Start of Records provided
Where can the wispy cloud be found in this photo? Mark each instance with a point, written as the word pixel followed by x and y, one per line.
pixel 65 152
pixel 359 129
End of Records provided
Start of Records provided
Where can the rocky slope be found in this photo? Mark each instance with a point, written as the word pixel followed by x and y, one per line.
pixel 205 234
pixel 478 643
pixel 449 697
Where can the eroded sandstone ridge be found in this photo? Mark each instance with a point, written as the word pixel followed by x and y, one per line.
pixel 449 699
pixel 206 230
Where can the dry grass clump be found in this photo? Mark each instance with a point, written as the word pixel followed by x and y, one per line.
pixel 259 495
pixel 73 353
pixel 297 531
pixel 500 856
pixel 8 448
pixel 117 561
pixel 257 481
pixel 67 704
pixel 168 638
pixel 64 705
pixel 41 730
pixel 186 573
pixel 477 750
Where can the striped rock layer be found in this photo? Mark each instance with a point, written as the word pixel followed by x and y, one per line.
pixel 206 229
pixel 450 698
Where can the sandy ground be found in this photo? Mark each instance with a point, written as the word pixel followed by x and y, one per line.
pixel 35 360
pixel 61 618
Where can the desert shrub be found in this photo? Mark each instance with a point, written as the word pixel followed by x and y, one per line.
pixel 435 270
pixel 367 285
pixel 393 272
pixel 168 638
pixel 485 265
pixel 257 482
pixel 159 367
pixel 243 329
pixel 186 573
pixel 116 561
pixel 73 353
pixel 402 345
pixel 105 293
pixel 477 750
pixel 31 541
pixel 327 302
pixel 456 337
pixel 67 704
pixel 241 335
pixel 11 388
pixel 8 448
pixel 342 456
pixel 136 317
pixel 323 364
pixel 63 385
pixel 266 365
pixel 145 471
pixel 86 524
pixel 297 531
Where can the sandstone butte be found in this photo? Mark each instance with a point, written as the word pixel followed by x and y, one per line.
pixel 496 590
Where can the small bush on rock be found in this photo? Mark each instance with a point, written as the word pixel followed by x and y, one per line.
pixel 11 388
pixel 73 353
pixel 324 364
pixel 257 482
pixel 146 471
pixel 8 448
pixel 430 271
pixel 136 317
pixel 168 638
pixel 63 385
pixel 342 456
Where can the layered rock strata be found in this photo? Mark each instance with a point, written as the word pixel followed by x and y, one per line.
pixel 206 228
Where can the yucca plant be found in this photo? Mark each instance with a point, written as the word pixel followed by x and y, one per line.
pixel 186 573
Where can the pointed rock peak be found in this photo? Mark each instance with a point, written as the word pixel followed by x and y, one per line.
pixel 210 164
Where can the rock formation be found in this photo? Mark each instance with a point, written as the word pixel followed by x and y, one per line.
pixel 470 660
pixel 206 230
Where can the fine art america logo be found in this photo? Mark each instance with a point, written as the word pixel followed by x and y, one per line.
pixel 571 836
End of Records provided
Task directions - Rewrite the entries from the line containing "Where can the eroded" through the line containing "pixel 61 618", swapping "found" for "located" and leaving all else as it is.

Full response -
Where can the eroded sandstone ridge be located in this photo? Mark each instance with a point, written as the word pixel followed by x and y, one per line.
pixel 449 699
pixel 206 230
Where can the dry grass clump be located in this photo? Mark each instance with a point, written as the word pixel followed by x and y, one per line.
pixel 259 495
pixel 73 353
pixel 297 531
pixel 500 856
pixel 8 448
pixel 117 561
pixel 257 481
pixel 67 704
pixel 168 638
pixel 64 705
pixel 41 730
pixel 186 573
pixel 477 750
Where can the striped rock layer be located in this photo? Mark each instance with a point, written as the word pixel followed by x and y, one per line.
pixel 206 229
pixel 450 698
Where can the sandy ground be located in this photo? Mark each instance with a point, written as the word pixel followed by x and y, one per line.
pixel 35 360
pixel 61 618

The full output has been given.